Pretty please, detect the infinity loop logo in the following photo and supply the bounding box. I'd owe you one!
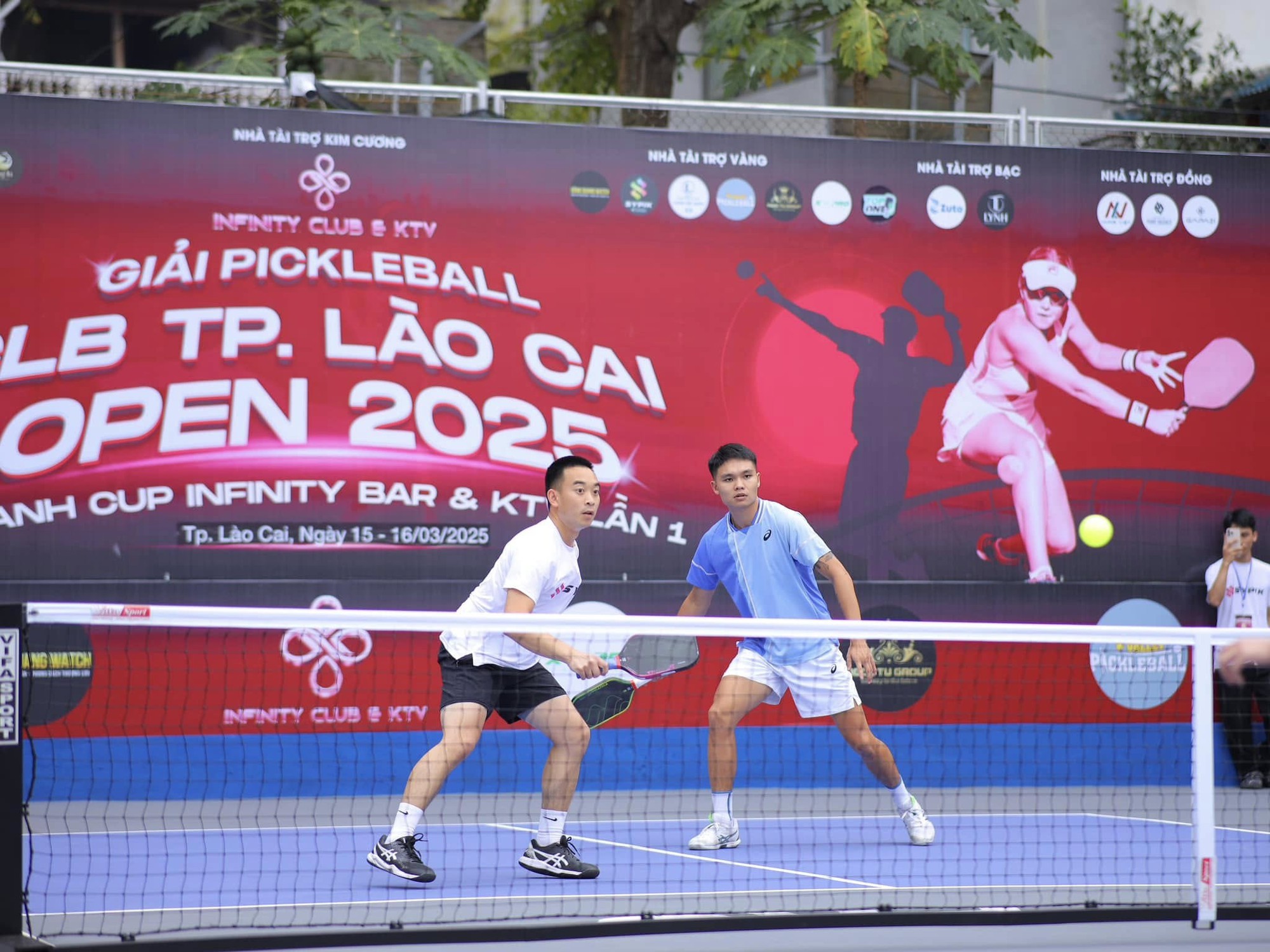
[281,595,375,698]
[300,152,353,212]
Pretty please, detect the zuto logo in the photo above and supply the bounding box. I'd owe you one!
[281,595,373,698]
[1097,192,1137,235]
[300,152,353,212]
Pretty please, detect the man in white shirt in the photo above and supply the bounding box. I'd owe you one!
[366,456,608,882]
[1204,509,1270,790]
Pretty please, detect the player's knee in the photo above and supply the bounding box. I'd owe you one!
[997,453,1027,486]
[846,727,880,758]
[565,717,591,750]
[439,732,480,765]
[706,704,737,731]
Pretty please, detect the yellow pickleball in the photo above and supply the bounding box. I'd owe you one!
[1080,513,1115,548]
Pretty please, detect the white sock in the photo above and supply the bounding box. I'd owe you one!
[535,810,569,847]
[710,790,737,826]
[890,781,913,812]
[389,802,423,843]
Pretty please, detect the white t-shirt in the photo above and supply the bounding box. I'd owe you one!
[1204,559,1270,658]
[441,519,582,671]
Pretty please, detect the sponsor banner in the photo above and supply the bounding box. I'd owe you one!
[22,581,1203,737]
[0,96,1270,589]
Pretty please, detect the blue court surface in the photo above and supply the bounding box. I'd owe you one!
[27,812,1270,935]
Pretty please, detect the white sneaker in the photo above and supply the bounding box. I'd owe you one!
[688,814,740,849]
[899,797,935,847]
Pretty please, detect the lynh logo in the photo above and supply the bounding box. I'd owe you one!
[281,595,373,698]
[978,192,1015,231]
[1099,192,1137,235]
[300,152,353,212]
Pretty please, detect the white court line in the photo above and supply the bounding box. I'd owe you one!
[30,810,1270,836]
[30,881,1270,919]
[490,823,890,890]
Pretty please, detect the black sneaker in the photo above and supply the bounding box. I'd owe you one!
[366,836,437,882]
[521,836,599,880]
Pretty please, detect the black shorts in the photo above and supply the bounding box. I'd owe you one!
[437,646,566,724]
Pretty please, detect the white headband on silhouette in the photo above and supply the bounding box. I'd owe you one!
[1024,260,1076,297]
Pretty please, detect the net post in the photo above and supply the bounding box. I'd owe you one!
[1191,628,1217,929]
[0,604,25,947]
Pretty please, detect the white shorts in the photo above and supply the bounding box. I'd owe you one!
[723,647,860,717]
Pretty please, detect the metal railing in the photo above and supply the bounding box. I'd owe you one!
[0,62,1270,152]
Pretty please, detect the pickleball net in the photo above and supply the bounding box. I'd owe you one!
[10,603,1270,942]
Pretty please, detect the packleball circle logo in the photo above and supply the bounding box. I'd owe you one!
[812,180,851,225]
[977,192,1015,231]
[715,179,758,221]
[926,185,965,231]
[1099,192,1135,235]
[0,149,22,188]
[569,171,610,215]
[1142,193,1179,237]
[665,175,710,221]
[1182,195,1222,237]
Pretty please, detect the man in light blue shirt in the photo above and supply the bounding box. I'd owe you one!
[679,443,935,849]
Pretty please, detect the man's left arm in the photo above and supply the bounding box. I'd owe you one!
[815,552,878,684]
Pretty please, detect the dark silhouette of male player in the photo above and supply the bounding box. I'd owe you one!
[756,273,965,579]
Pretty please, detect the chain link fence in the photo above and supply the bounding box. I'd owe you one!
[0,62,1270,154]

> [TASK INSTRUCTIONS]:
Please write out, word for word, every line from the one holding "Pretty please, detect the chain" through the end of the listing, inclusive.

> [IN RESPONSE]:
Pretty please, detect the chain link fence in the photo above and supply the bounding box. I'd owe you one!
[0,62,1270,154]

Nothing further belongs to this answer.